Мне хотелось бы лишний раз указать на совпадение взглядов Троцкого и Каутского еще и для того, чтобы оттенить глубокий смысл так часто цитируемой сегодня ленинской реплики: переход к нэпу, то есть к товарной экономике, означает «коренную пере­мену всей точки зрения нашей на социализм».

Что это было? Гениальное заблуждение? Или прорыв в новую и неизведанную реальность, который требовал уникального манев­рирования и который некому было поддержать и возглавить, когда Ленина не стало? Эти вопросительные знаки еще долго будут тре­вожить наш ум и воображение. Определенно же можно сказать лишь одно: так получилось, что нэп, призванный заменить воен­ный коммунизм, создал условия для его возрождения и прочного утверждения. В 1920 году операция по пересадке органов войны в мир с треском провалилась и в деревне (крестьянские восстания), и в городе (забастовки рабочих в Петербурге и Москве, крон­штадтский мятеж). В 1929 году она прошла - для властей - вполне успешно. Город перенес ее благополучно и почувствовал даже - несмотря на опустевшие магазины и карточки - прилив новых сил, а деревня хотя и содрогнулась, взвыла от ужаса и страшной, нестерпимой боли, но была быстро успокоена сталин­скими хирургами. Чтобы выяснить и объяснить другим, почему это стало возможно, нужно писать не статьи - тома.

Ясно, что Сталину удалось осуществить свой кровавый экспе­римент над народом не только благодаря жестокости и решитель­ности тех, кто исполнял его волю. И не только потому, что он внес некоторые поправки в старую программу Троцкого: если для крестьян она означала усиление гнета даже по сравнению с време­нами продразверстки, то военно-коммунистические опыты по переброске с места на место рабочих Сталин возрождать не стал, а для массовых трудовых десантов использовал второе свое уникаль­ное изобретение, во всех отношениях не уступающее коллективи­зации, - трудармии лагерей.

Дело в том, что помимо насилия и варварских изобретений была еще идеологическая психотерапия, смутившая народную душу.

Еще раз о тех, кто вне культуры - «внизу» и «наверху».

• **РАБОЧЕЕ ЗАДАНИЕ**
Перепечатайте из отрывка о нэпе всё, начиная со слов «Ясно, что Сталину» и вниз до слов «смутившая народную душу.», без каких-либо изменений. Приведенные далее данные никак не связаны с отрывком.

• **ИСХОДНЫЕ ДАННЫЕ**
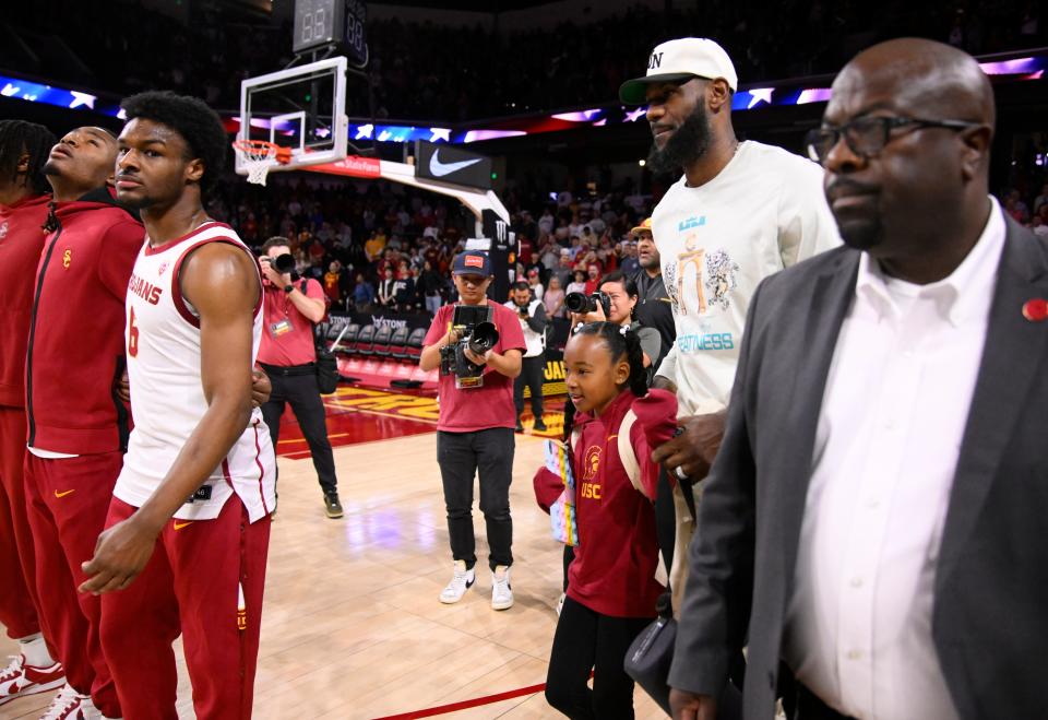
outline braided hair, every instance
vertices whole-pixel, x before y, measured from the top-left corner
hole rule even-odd
[[[44,176],[44,164],[58,139],[50,130],[25,120],[0,120],[0,182],[17,182],[19,161],[29,156],[25,185],[35,194],[44,194],[51,188]]]
[[[597,335],[608,346],[611,361],[617,362],[626,355],[630,364],[630,377],[627,385],[638,398],[647,394],[647,369],[644,367],[644,351],[641,350],[641,340],[636,333],[626,326],[616,322],[591,322],[579,326],[576,335]],[[571,432],[575,425],[575,405],[568,399],[564,404],[564,441],[571,441]]]
[[[633,307],[630,310],[630,319],[635,320],[636,308],[640,304],[640,291],[636,287],[636,281],[621,270],[615,270],[600,279],[600,284],[598,287],[603,287],[605,283],[619,283],[622,285],[622,290],[626,292],[627,297],[632,297],[638,300],[638,303],[633,304]]]

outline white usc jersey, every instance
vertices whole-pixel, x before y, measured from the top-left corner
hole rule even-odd
[[[156,249],[146,240],[131,273],[124,338],[134,429],[114,495],[134,507],[153,495],[207,410],[200,380],[200,320],[181,296],[178,282],[182,260],[206,243],[229,243],[250,253],[233,228],[212,221]],[[260,298],[254,312],[252,363],[261,339]],[[175,517],[216,518],[236,493],[254,522],[274,508],[275,481],[270,432],[262,412],[254,409],[229,453]]]

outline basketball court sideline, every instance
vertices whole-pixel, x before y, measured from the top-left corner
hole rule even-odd
[[[355,397],[365,396],[342,393],[335,400]],[[514,606],[490,607],[479,510],[474,512],[481,558],[477,583],[458,604],[443,605],[437,595],[451,558],[437,434],[430,425],[428,432],[401,436],[398,421],[368,416],[386,422],[388,439],[335,448],[342,520],[324,518],[308,456],[286,457],[289,446],[282,440],[253,717],[559,717],[540,691],[498,699],[545,682],[557,624],[562,546],[550,538],[549,518],[532,492],[541,438],[516,436]],[[15,647],[3,637],[0,654]],[[181,648],[177,657],[179,717],[189,719],[194,716]],[[440,706],[463,707],[490,696],[496,701],[431,715]],[[0,718],[37,718],[49,701],[50,695],[24,698],[0,708]],[[640,689],[635,707],[639,719],[665,717]]]

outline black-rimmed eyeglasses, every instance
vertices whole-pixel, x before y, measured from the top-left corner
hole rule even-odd
[[[892,139],[892,130],[896,128],[910,127],[919,128],[946,128],[948,130],[967,130],[968,128],[979,127],[979,122],[968,122],[966,120],[922,120],[920,118],[885,118],[885,117],[864,117],[842,126],[823,126],[810,130],[805,138],[805,147],[808,150],[808,156],[819,163],[825,164],[841,135],[844,135],[844,142],[853,153],[864,160],[874,157],[884,150],[884,146]],[[897,135],[896,135],[897,137]]]

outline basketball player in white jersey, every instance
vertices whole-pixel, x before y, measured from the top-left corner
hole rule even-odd
[[[124,717],[175,719],[182,635],[200,719],[251,715],[275,460],[251,367],[258,264],[201,197],[226,135],[201,101],[123,103],[117,194],[146,238],[127,300],[135,426],[81,590],[106,593],[102,645]]]

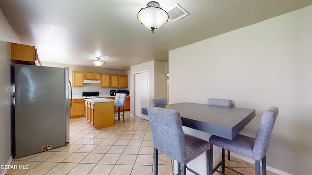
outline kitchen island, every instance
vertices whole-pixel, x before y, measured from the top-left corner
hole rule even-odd
[[[114,102],[103,98],[85,99],[86,120],[96,129],[114,125]]]

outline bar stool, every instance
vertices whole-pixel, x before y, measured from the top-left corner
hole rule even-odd
[[[210,143],[184,134],[179,111],[157,107],[148,107],[147,111],[154,145],[154,175],[158,174],[158,150],[177,161],[178,174],[182,175],[186,175],[186,164],[206,152],[210,175]]]
[[[211,174],[215,171],[224,175],[225,168],[227,168],[237,173],[241,173],[225,166],[224,149],[239,154],[255,160],[255,175],[260,175],[260,161],[262,160],[262,173],[267,174],[266,165],[266,154],[269,148],[270,138],[272,133],[273,126],[278,114],[278,108],[271,106],[264,112],[261,117],[260,125],[255,136],[255,138],[237,135],[233,140],[230,140],[220,137],[213,136],[209,139],[211,144],[210,148],[211,160],[213,159],[213,145],[216,145],[222,148],[222,160],[216,167],[212,169]],[[222,173],[217,169],[222,166]]]
[[[152,99],[151,100],[151,105],[152,107],[156,107],[160,105],[167,105],[166,98]]]
[[[232,107],[232,101],[231,100],[208,99],[208,105],[213,105],[219,106]],[[231,155],[230,151],[228,150],[228,160],[230,160]]]
[[[115,109],[116,107],[118,107],[118,120],[120,120],[120,115],[123,116],[123,122],[125,122],[125,104],[126,103],[126,97],[127,94],[117,93],[115,96],[115,101],[114,102],[114,118],[116,114]],[[123,115],[120,114],[120,107],[123,107],[122,108]]]

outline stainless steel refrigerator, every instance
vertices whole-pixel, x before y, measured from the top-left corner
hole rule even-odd
[[[68,68],[16,64],[15,158],[69,142]]]

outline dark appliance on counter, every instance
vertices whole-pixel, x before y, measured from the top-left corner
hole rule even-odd
[[[99,92],[82,92],[82,97],[85,99],[102,98],[99,96]]]
[[[116,90],[111,90],[111,92],[110,92],[111,96],[115,96],[116,95]]]
[[[69,142],[68,72],[68,68],[15,64],[16,158]]]
[[[129,95],[129,90],[117,90],[117,93],[125,93],[127,94],[127,95]]]

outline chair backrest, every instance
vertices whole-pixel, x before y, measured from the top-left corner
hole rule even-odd
[[[231,100],[210,98],[208,99],[208,105],[220,106],[231,107],[232,101]]]
[[[119,93],[117,93],[115,95],[115,101],[114,102],[115,104],[119,103],[119,98],[120,97],[120,94]]]
[[[127,97],[127,94],[125,93],[121,93],[120,96],[119,98],[119,102],[118,103],[119,105],[122,105],[123,106],[125,105],[125,104],[126,103],[126,98]]]
[[[148,107],[147,113],[154,147],[181,163],[185,162],[185,140],[179,111]]]
[[[167,105],[167,104],[168,104],[168,103],[166,98],[152,99],[151,100],[151,105],[152,107]]]
[[[271,133],[278,114],[278,108],[271,106],[262,115],[254,144],[254,157],[256,160],[262,159],[268,151]]]

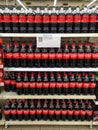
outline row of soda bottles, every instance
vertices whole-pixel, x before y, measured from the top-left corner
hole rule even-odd
[[[33,10],[0,8],[0,32],[87,33],[98,32],[97,7]]]
[[[96,79],[94,73],[6,72],[4,86],[5,91],[15,91],[19,95],[95,95]]]
[[[6,120],[92,120],[94,103],[91,100],[7,100]]]
[[[70,43],[70,42],[68,42]],[[71,45],[61,48],[37,48],[19,42],[8,43],[4,48],[5,67],[98,67],[98,45],[94,43]]]

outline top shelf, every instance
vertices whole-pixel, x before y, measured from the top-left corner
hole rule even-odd
[[[98,37],[98,33],[0,33],[0,37]]]

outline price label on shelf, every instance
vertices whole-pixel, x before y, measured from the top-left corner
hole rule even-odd
[[[61,37],[55,37],[52,34],[43,34],[37,36],[37,47],[38,48],[60,48]]]

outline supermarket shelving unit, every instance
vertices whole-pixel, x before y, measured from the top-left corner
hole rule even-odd
[[[40,34],[40,33],[0,33],[0,37],[98,37],[98,33],[62,33],[62,34]],[[4,71],[66,71],[66,72],[96,72],[98,68],[8,68]],[[2,99],[92,99],[96,100],[95,95],[17,95],[13,92],[2,92]],[[9,125],[89,125],[92,128],[92,121],[5,121],[5,127]]]

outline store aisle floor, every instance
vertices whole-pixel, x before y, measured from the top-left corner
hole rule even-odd
[[[0,126],[0,130],[98,130],[98,126],[90,129],[88,126]]]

• **РЕШЕНИЕ ЗАДАНИЯ**
Ясно, что Сталину удалось осуществить свой кровавый экспе­римент над народом не только благодаря жестокости и решитель­ности тех, кто исполнял его волю. И не только потому, что он внес некоторые поправки в старую программу Троцкого: если для крестьян она означала усиление гнета даже по сравнению с време­нами продразверстки, то военно-коммунистические опыты по переброске с места на место рабочих Сталин возрождать не стал, а для массовых трудовых десантов использовал второе свое уникаль­ное изобретение, во всех отношениях не уступающее коллективи­зации, - трудармии лагерей.

Дело в том, что помимо насилия и варварских изобретений была еще идеологическая психотерапия, смутившая народную душу.